## [Required work]
Find each row below that contains the word "small" and copy those rows.

## [Rows]
--- Begin ---

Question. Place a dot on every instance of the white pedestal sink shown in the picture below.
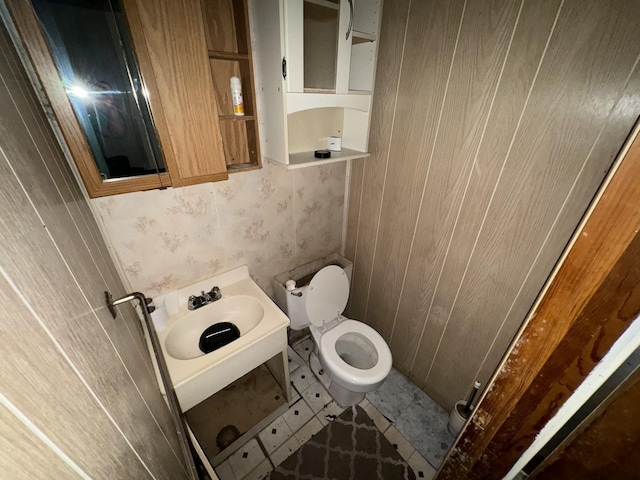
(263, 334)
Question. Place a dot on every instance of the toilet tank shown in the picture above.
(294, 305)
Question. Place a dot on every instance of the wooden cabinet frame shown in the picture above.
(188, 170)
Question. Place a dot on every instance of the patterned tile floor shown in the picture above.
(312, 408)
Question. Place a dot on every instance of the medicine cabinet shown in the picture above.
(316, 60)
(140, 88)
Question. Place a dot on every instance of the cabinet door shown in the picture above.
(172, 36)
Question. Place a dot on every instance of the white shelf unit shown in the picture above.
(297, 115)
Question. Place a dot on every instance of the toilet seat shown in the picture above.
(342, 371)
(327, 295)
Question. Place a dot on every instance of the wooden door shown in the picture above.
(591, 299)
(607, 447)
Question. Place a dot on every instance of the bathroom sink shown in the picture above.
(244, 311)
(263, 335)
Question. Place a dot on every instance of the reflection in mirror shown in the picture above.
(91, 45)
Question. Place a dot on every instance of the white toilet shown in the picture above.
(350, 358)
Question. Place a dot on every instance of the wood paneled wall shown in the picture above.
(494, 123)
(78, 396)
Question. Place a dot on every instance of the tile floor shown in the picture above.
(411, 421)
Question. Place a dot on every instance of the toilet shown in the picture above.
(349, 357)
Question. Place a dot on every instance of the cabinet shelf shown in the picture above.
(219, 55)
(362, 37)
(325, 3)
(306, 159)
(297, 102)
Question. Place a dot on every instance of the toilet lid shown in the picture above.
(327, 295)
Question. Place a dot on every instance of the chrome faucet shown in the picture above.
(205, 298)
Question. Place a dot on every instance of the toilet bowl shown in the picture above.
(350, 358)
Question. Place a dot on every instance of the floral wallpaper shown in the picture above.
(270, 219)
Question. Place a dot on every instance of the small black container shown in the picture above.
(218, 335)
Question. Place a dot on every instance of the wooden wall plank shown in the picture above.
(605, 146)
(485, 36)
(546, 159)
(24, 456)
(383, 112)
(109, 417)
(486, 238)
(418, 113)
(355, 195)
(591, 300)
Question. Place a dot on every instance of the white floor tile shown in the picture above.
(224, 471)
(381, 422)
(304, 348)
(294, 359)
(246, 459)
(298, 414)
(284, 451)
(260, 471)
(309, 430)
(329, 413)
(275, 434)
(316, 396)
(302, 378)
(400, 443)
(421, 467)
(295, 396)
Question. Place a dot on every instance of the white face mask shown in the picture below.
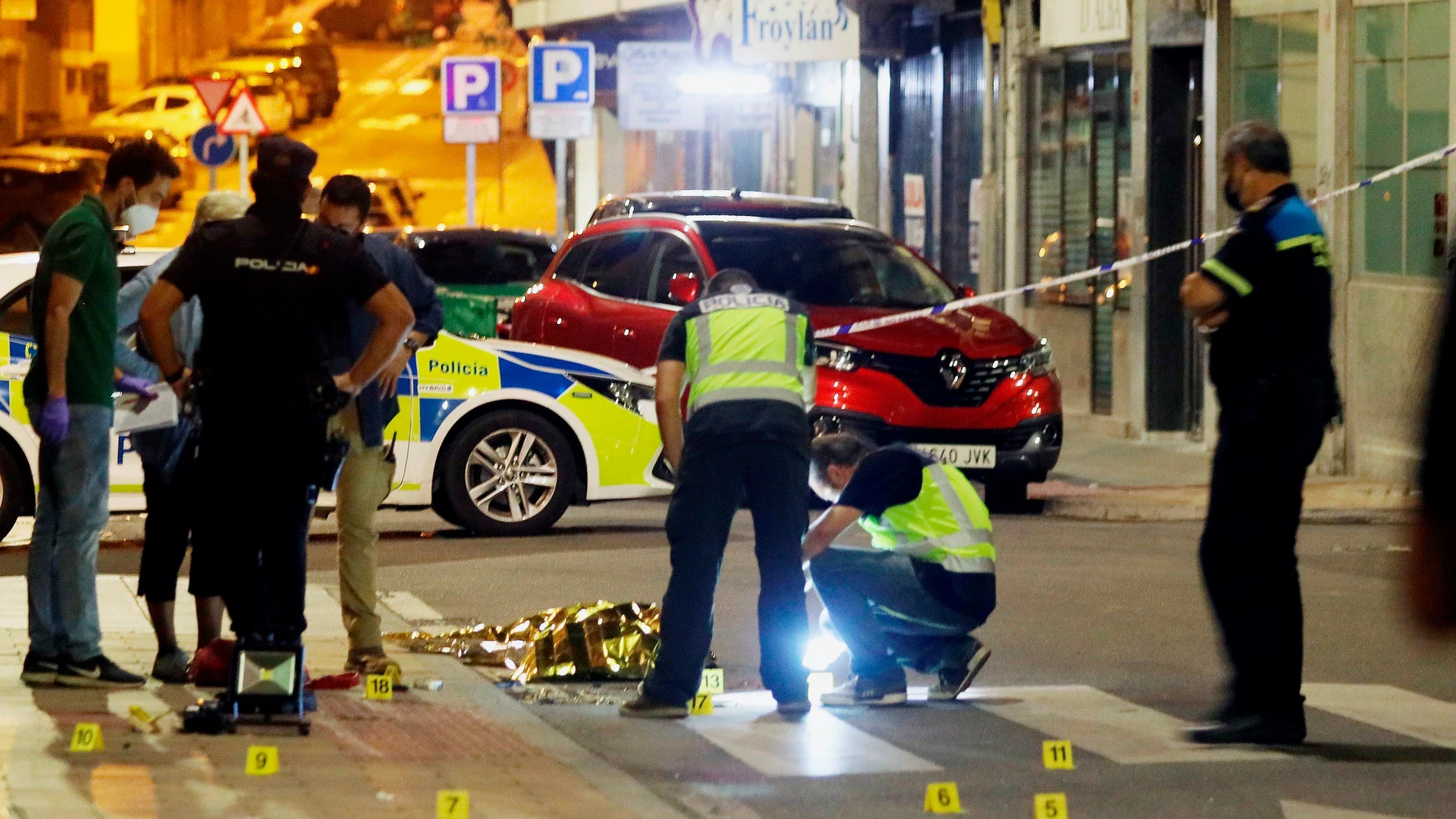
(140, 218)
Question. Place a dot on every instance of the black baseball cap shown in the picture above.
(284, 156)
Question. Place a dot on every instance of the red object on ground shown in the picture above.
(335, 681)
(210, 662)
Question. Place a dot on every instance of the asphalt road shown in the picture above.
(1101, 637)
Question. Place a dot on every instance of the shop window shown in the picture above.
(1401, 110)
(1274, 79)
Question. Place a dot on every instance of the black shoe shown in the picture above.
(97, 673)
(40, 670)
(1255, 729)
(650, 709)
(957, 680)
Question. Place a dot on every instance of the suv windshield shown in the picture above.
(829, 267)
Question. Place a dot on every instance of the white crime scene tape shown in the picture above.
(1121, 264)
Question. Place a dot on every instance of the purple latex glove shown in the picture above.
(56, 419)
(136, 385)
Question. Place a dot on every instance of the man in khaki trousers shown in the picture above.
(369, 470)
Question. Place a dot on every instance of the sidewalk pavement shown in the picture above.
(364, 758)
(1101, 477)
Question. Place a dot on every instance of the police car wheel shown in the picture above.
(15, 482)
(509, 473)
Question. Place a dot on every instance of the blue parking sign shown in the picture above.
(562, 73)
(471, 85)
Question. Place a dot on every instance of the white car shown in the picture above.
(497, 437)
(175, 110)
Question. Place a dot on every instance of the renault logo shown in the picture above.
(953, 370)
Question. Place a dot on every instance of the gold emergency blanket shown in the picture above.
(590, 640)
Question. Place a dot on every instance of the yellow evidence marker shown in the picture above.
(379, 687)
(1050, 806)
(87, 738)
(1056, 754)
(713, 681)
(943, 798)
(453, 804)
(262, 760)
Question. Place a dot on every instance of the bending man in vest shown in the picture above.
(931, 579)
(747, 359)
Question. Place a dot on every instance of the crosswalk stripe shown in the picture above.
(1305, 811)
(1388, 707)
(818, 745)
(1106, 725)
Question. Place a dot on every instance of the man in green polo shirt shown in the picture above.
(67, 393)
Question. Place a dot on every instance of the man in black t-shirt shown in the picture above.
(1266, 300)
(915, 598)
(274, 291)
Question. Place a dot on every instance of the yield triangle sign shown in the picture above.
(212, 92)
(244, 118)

--- End ---
--- Begin ---

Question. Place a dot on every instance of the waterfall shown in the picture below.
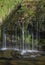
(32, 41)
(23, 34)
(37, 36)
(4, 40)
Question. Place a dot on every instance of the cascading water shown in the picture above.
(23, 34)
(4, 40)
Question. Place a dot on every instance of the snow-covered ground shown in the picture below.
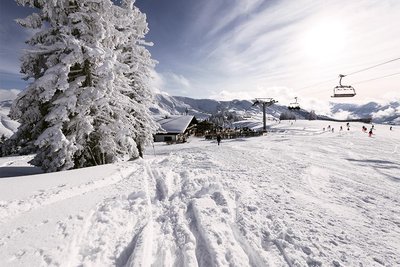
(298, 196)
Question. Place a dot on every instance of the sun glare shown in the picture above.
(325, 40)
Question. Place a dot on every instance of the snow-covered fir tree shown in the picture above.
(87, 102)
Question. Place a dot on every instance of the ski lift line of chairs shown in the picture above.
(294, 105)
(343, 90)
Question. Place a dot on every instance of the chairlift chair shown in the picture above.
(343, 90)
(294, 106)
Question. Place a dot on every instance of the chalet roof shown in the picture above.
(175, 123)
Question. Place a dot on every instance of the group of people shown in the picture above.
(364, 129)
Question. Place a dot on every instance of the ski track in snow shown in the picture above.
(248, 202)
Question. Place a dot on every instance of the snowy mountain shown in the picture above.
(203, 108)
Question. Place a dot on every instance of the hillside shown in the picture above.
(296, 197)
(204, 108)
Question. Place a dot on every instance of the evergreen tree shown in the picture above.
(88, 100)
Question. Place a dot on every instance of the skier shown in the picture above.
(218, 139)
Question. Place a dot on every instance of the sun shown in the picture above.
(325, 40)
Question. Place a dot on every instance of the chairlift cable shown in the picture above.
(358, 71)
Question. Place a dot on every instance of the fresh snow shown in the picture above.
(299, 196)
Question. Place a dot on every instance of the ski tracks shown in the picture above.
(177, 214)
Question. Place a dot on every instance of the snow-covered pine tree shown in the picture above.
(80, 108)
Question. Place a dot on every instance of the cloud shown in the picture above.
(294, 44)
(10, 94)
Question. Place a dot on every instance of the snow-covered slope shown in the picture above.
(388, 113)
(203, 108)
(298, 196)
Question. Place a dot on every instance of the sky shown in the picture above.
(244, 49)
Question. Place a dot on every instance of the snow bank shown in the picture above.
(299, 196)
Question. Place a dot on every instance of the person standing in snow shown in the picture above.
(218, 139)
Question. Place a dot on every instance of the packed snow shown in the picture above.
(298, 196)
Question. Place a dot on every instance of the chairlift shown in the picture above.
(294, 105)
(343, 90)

--- End ---
--- Begin ---

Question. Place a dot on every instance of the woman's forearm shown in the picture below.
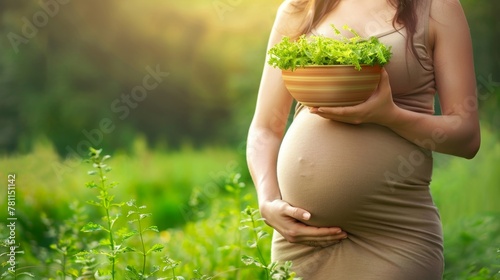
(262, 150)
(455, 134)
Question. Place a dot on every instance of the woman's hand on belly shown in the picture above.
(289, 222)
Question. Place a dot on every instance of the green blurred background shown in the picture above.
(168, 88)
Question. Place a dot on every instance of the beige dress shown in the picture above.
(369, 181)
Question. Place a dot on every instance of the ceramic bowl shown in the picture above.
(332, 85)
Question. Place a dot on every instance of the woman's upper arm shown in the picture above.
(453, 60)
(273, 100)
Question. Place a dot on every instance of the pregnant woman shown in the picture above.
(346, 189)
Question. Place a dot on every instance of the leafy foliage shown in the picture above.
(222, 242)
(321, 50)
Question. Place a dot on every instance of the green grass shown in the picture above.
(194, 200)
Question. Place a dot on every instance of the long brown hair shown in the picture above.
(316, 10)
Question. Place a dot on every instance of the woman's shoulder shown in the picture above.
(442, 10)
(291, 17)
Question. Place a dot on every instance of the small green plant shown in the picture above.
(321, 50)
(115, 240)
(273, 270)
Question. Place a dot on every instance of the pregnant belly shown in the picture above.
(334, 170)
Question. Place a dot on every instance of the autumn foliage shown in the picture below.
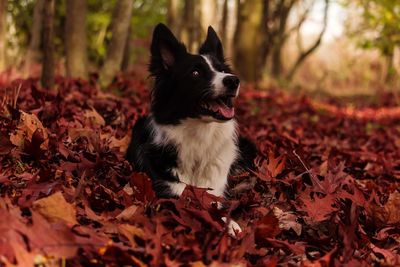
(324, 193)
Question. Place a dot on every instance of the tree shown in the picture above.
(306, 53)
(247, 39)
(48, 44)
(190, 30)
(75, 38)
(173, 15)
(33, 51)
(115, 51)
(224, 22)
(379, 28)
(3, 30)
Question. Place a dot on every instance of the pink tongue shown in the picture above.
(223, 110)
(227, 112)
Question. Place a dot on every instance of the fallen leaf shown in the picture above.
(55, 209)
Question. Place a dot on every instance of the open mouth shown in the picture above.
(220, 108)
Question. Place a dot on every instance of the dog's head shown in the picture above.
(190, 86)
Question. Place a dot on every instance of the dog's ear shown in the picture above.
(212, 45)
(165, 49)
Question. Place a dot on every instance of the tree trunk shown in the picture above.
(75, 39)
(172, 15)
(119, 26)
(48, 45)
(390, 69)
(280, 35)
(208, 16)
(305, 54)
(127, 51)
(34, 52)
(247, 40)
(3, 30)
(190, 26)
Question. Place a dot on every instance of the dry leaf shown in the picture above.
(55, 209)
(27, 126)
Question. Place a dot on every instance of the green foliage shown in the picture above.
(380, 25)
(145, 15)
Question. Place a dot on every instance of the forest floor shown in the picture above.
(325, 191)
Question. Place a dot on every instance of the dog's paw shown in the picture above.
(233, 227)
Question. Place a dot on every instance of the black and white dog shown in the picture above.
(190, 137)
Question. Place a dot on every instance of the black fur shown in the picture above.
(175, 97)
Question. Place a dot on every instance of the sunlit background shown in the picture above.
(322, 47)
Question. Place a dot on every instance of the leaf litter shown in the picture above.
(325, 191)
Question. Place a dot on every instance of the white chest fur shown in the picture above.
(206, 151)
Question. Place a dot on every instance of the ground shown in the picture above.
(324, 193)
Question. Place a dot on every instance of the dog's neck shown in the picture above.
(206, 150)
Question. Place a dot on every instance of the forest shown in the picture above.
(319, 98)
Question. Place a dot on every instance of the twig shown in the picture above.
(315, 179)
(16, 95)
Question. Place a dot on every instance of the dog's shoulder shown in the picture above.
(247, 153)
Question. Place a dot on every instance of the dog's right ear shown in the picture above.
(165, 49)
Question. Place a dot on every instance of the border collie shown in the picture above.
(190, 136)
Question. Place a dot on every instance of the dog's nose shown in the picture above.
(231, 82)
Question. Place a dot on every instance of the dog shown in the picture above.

--- End ---

## [In response]
Question. Place a dot on every instance of the small black container shown in the picture above.
Question. Place a dot on every instance of the small green plant shown in the picture above.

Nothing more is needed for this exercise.